> Dataset rows
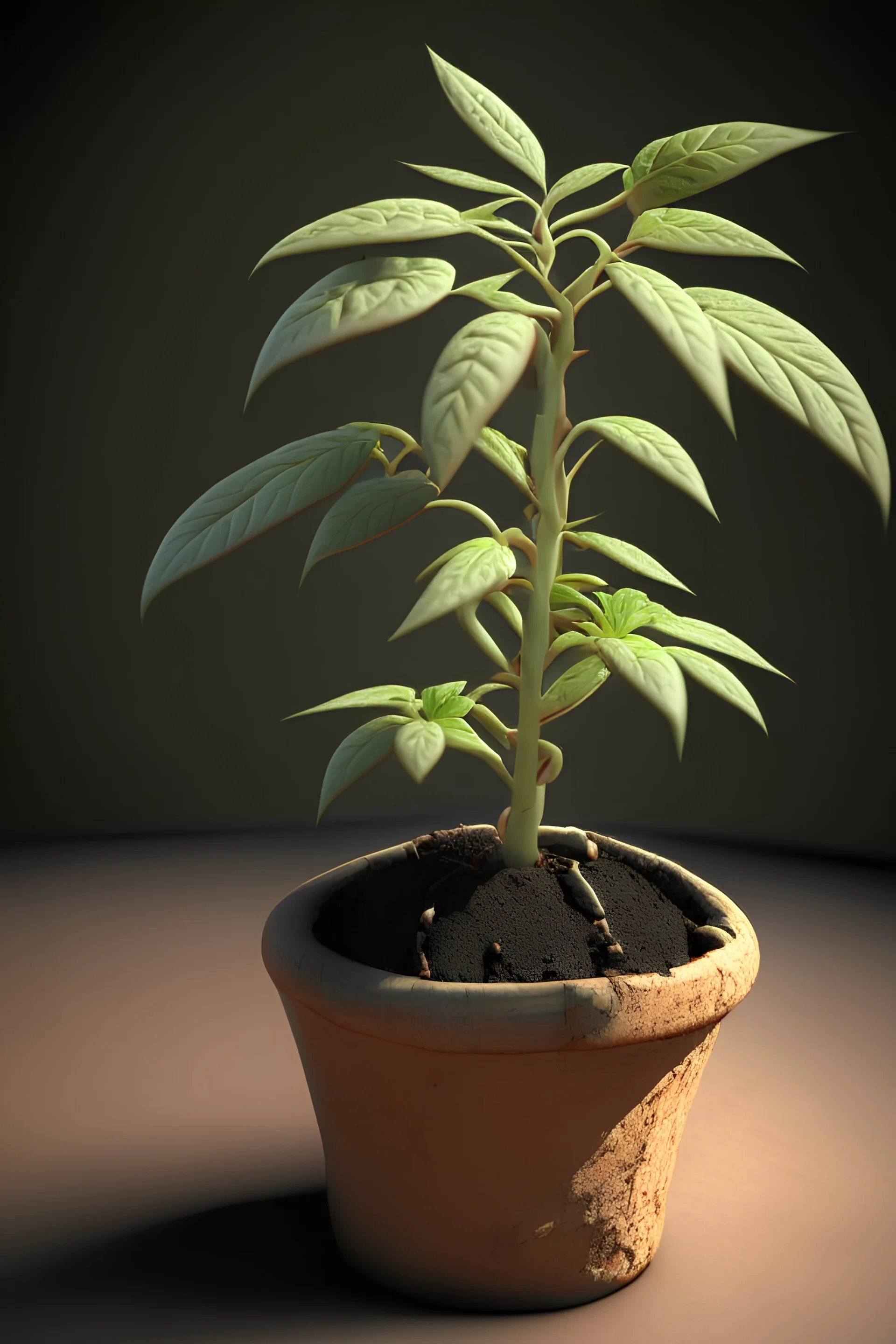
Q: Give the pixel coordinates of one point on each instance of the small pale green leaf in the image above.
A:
(473, 377)
(257, 498)
(399, 221)
(418, 748)
(578, 181)
(708, 637)
(505, 455)
(465, 578)
(624, 553)
(357, 755)
(695, 231)
(369, 510)
(656, 675)
(681, 327)
(492, 120)
(718, 679)
(374, 695)
(573, 687)
(791, 369)
(352, 301)
(655, 449)
(681, 166)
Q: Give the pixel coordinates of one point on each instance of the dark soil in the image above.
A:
(493, 924)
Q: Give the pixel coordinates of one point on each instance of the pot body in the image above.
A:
(503, 1147)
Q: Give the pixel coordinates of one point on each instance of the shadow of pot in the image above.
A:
(503, 1147)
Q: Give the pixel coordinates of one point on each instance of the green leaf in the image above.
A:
(357, 755)
(656, 675)
(397, 221)
(505, 455)
(578, 181)
(695, 231)
(470, 181)
(791, 369)
(492, 120)
(465, 578)
(374, 695)
(492, 294)
(369, 510)
(418, 746)
(257, 498)
(681, 327)
(718, 679)
(655, 449)
(352, 301)
(708, 637)
(460, 735)
(473, 377)
(573, 687)
(681, 166)
(624, 553)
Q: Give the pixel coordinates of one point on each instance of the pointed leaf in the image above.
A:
(395, 221)
(681, 166)
(578, 181)
(257, 498)
(473, 377)
(369, 510)
(505, 455)
(357, 755)
(681, 327)
(492, 120)
(656, 675)
(655, 449)
(573, 687)
(420, 746)
(624, 553)
(718, 679)
(791, 369)
(695, 231)
(352, 301)
(465, 578)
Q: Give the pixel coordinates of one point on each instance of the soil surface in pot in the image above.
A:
(512, 925)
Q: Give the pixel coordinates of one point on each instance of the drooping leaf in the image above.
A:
(624, 553)
(708, 637)
(791, 369)
(357, 755)
(655, 449)
(573, 687)
(695, 231)
(465, 578)
(656, 675)
(718, 679)
(418, 748)
(681, 166)
(398, 221)
(369, 510)
(578, 181)
(372, 695)
(681, 327)
(352, 301)
(473, 377)
(256, 499)
(505, 455)
(492, 120)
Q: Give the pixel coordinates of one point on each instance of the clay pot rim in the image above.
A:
(512, 1018)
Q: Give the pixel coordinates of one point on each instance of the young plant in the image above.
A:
(566, 619)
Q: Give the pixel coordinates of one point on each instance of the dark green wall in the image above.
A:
(156, 152)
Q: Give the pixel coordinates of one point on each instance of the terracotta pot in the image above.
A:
(503, 1146)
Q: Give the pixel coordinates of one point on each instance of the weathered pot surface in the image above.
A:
(503, 1146)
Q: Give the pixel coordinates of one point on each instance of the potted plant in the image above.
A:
(503, 1027)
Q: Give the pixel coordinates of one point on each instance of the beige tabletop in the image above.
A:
(160, 1167)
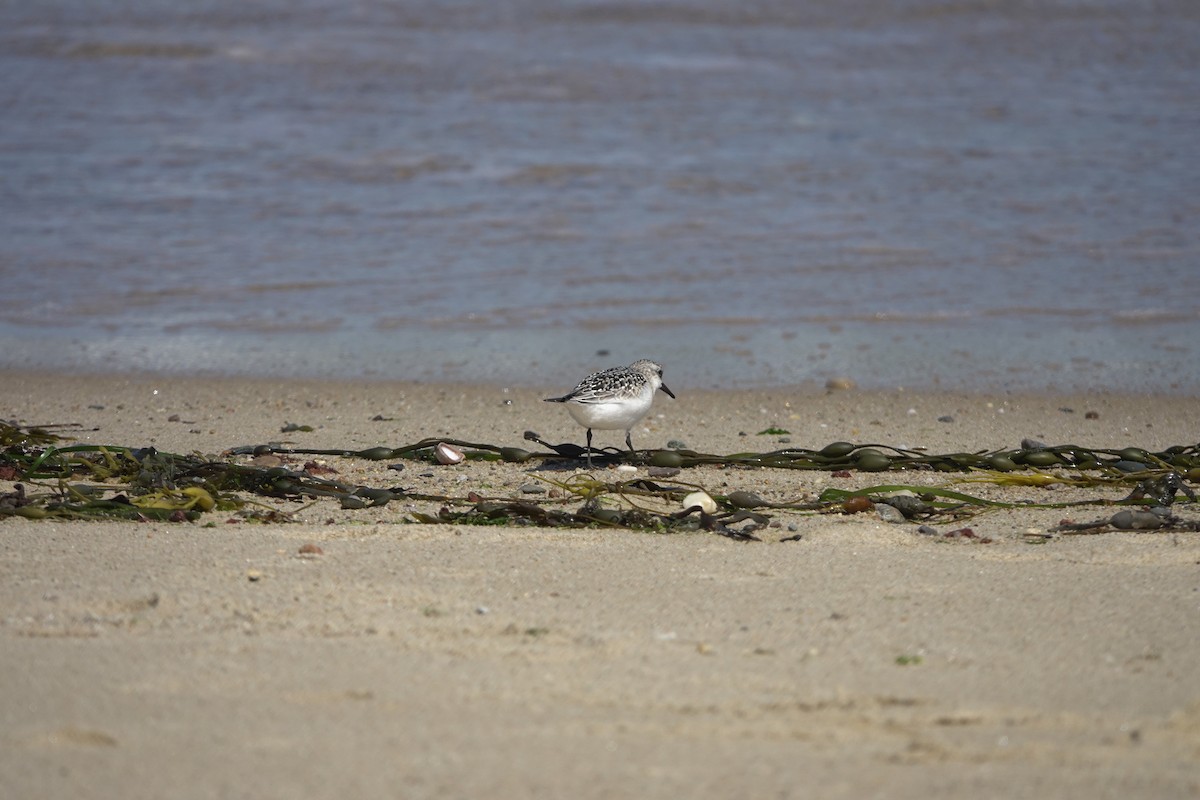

> WHAT TO PRODUCE
Please retype the rows from the line containing "drooping leaf in the image above." through the end of the rows, including both of those lines. Leave the pictures out of your answer.

> OUTPUT BELOW
Q: Give the pixel coordinates of one point on each instance of the drooping leaf in the image above.
A:
(624, 553)
(708, 637)
(791, 369)
(357, 755)
(655, 449)
(573, 687)
(695, 231)
(465, 578)
(656, 675)
(718, 679)
(418, 748)
(681, 166)
(398, 221)
(369, 510)
(578, 181)
(372, 695)
(681, 327)
(352, 301)
(473, 377)
(256, 499)
(505, 455)
(492, 120)
Q: Give the pixel coordinates of one point on each instance of the clay pot rim in the image above.
A:
(512, 1018)
Q: Give the pixel coordinates of one point on each instance of the young plant in the image above.
A:
(566, 619)
Q: Give the pixel coordinates of one point on each instance of the dark green wall in the image above.
A:
(156, 152)
Q: Give the pixel coordinates of one point on each instance of the terracotta pot in the image above.
A:
(503, 1146)
Q: Give the pixel coordinates of one point on each instance of the weathered pot surface in the image above.
A:
(503, 1146)
Q: Give the pixel coordinates of one point on each instance of the potted plant in the image above.
A:
(503, 1027)
Q: Give the pixel coordinates of one point on each instance of the beige tabletop in the image above.
A:
(160, 1167)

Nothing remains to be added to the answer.